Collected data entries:
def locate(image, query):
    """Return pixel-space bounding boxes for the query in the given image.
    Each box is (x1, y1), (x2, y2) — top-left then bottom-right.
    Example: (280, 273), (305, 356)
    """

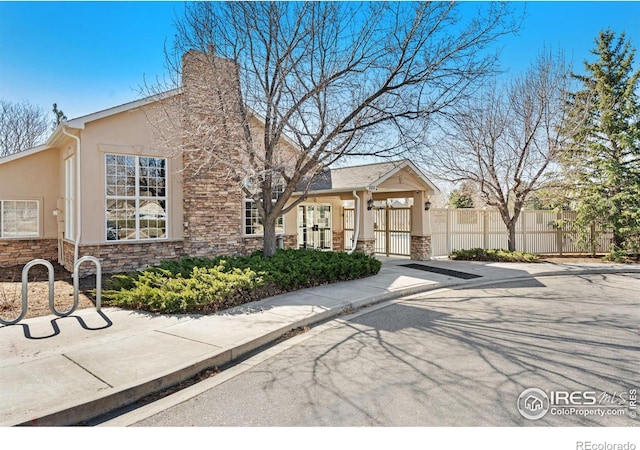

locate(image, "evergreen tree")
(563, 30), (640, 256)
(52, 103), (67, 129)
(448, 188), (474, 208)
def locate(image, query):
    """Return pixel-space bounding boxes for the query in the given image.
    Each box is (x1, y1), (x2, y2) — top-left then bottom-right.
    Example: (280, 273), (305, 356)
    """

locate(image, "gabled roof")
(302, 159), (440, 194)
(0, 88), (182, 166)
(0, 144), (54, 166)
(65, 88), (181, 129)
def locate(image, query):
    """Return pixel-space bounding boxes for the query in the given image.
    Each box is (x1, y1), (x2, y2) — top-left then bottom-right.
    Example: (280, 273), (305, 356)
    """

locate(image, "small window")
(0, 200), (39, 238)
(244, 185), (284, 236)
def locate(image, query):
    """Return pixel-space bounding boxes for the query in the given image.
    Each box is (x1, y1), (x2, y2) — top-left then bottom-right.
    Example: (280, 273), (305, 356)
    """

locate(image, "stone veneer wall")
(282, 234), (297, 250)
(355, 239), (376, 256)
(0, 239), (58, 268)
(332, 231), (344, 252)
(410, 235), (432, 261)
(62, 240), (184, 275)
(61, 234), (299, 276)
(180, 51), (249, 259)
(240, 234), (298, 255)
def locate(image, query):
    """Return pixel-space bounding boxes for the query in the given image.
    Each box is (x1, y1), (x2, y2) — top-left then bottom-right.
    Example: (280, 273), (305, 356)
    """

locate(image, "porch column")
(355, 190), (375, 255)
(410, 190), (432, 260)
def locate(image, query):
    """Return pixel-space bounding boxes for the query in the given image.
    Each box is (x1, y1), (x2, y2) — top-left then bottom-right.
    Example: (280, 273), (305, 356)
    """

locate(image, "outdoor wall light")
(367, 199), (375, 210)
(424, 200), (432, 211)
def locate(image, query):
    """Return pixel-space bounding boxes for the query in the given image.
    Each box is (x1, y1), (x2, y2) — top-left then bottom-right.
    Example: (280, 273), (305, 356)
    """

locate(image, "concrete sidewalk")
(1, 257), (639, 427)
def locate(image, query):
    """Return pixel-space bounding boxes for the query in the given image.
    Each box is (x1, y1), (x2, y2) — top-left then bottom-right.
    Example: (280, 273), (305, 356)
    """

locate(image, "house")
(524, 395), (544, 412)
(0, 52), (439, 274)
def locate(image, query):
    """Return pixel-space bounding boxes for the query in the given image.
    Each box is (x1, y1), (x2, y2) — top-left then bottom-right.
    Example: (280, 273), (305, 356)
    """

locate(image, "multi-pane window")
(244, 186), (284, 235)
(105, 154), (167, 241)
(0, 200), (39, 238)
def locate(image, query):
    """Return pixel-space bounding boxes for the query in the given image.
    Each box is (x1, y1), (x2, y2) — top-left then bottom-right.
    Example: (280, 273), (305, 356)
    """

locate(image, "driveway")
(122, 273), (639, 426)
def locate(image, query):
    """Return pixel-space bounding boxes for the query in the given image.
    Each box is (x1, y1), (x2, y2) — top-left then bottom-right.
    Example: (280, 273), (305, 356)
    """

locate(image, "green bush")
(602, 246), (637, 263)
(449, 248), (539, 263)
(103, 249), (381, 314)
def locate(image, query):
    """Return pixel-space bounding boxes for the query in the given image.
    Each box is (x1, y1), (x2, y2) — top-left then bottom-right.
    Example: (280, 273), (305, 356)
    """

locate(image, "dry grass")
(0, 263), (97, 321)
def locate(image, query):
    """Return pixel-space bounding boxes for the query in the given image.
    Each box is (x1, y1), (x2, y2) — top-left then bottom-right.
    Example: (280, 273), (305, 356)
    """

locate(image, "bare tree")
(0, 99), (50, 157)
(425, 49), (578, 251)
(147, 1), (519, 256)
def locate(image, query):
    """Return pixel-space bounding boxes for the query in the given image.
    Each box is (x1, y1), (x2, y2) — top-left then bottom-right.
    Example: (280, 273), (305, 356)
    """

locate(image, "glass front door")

- **WORK TO BE COMPLETED**: Write out every record exactly. Leave the pictures out.

- **TASK ANSWER**:
def locate(image, query):
    """Return pixel-space bounding boxes for the query in the given image.
    Each box is (x1, y1), (x2, y2) — top-left then bottom-right.
    Example: (280, 273), (305, 356)
    """


locate(image, "evergreen tree")
(563, 30), (640, 256)
(52, 103), (67, 129)
(448, 188), (474, 208)
def locate(image, query):
    """Return pixel-space bounding boxes for the query in the given image.
    Each box is (x1, y1), (x2, y2) — top-left then bottom-right.
    Example: (280, 273), (305, 356)
    """

locate(image, "gabled roof")
(302, 159), (440, 194)
(0, 88), (182, 166)
(0, 144), (54, 166)
(65, 88), (181, 129)
def locate(image, query):
    """Return pixel-space bounding boxes for the query in the given image.
    Each box is (x1, y1), (x2, y2) — top-left then bottom-right.
    Example: (280, 273), (305, 356)
    """

locate(image, "small window")
(0, 200), (39, 238)
(244, 185), (284, 236)
def locate(image, query):
    """Return pixel-space bounding boxes for the query in the given image.
    Each box is (x1, y1), (x2, y2) — top-left then bottom-right.
    Example: (280, 273), (305, 356)
    """

locate(image, "stone veneer wall")
(282, 234), (297, 250)
(355, 239), (376, 256)
(0, 239), (58, 268)
(332, 231), (344, 252)
(410, 235), (432, 261)
(62, 240), (184, 275)
(61, 234), (299, 276)
(180, 51), (249, 259)
(240, 234), (298, 255)
def locate(image, query):
    """Return pixel-space bounding boxes for the query in the given image.
    Each box is (x1, y1), (x2, y2) — top-left then bottom-right.
    Example: (280, 273), (305, 356)
    """

locate(image, "porch column")
(355, 190), (375, 255)
(410, 190), (432, 260)
def locate(image, query):
    """Return pixel-space bounding boxes for the query in the given image.
    Each box is (x1, y1), (x2, y2) — top-left then bottom-right.
    Example: (280, 273), (305, 356)
    """

locate(image, "outdoor wall light")
(367, 199), (375, 210)
(424, 200), (432, 211)
def locate(image, query):
    """Return pixel-space bounding boxes for the query in the given image.
    Each box is (x1, y1), (x2, y2) — top-left then bottom-right.
    Example: (280, 273), (305, 356)
    """

locate(image, "concrete sidewalk")
(1, 257), (639, 427)
def locate(image, query):
    """Return pixel-space bounding boxes for the query in the given image.
    Each box is (x1, y1), (x2, y2) — top-left then bottom-right.
    Example: (280, 273), (305, 356)
    """

locate(image, "house")
(524, 395), (544, 412)
(0, 52), (439, 274)
def locate(image, query):
    """Return pixel-space bounding boxes for the query in the given image.
    Each box is (x1, y1), (x2, y2) — top-left then bottom-right.
    Example: (280, 273), (305, 356)
    """

locate(image, "multi-pane window")
(244, 186), (284, 235)
(105, 154), (167, 241)
(0, 200), (39, 238)
def locate(image, query):
    """Return pixel-space bounding boxes for the query in the given image.
    Each box is (x1, y1), (x2, y2) — top-left then bottom-right.
    Example: (280, 273), (305, 356)
    """

locate(image, "driveway")
(122, 273), (639, 426)
def locate(image, query):
    """Return pixel-space bounding boxes for the query in the given image.
    Each box is (x1, y1), (x2, y2) — top-left then bottom-right.
    Example: (280, 273), (305, 356)
    """

locate(image, "green bush")
(602, 246), (637, 263)
(449, 248), (539, 263)
(103, 249), (381, 314)
def locate(image, query):
    """Return pixel-space bounding boxes for the query in the given image.
    Each box is (x1, y1), (x2, y2) — top-left then bottom-right.
    Example: (280, 273), (305, 356)
    """

locate(image, "dry grass")
(0, 263), (97, 321)
def locate(image, query):
    """Return pixel-space bounding boxes for the query in the given image.
    Each box is (x1, y1), (x2, y2) — top-left then bottom-right.
    Example: (280, 273), (305, 356)
    """

locate(image, "bare tree")
(0, 99), (50, 157)
(425, 49), (578, 251)
(147, 1), (519, 256)
def locate(image, query):
    """Return pixel-space bounding boxes for the query in the given image.
    Each box is (x1, y1), (x2, y2) — top-left then bottom-right.
    Example: (280, 273), (305, 356)
    """

locate(image, "glass front door")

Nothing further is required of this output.